Pick out and copy every line in the entries below that contains the word "road". Case counts, so only matches with the same capitalization qualify.

— START OF SUPPLIED RECORDS —

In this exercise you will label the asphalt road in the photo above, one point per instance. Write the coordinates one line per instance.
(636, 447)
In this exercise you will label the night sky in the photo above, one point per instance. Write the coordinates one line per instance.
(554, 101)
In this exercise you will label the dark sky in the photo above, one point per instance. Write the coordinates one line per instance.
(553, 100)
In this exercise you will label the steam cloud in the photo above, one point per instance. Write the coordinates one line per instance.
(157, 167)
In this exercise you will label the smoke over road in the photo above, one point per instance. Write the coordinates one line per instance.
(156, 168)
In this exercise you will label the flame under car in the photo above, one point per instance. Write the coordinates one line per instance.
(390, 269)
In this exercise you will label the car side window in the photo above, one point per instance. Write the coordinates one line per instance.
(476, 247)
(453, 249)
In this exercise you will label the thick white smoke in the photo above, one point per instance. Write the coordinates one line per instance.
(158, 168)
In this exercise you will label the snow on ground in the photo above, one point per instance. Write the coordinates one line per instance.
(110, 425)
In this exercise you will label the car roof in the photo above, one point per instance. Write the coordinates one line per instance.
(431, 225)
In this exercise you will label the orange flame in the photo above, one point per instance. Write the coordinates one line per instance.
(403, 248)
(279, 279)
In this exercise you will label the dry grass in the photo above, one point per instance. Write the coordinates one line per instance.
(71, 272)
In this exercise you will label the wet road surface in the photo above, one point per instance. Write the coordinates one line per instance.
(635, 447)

— END OF SUPPLIED RECORDS —
— START OF SUPPLIED RECORDS —

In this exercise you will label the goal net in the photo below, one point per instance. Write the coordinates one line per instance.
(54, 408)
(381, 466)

— END OF SUPPLIED RECORDS —
— START OF SUPPLIED RECORDS —

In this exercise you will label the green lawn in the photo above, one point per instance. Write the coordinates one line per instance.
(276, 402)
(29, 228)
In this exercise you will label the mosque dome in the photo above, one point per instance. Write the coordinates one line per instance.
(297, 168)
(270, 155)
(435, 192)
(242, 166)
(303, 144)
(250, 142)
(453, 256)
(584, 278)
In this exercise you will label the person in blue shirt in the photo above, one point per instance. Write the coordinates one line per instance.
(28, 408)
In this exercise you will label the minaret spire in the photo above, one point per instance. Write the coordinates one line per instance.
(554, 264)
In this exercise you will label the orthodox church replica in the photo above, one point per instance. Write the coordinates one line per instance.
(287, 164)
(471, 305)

— END OF SUPPLIED RECORDS —

» CORRECT ANSWER
In this exercise you will label the asphalt road in the photo above, one point per instance. Write the coordinates one line per instance.
In this exercise you will label the smoke over road in the photo above, one point per instance. Write the coordinates one line per instance.
In this exercise you will label the wet road surface in the photo above, one point per instance. Write the coordinates one line per instance.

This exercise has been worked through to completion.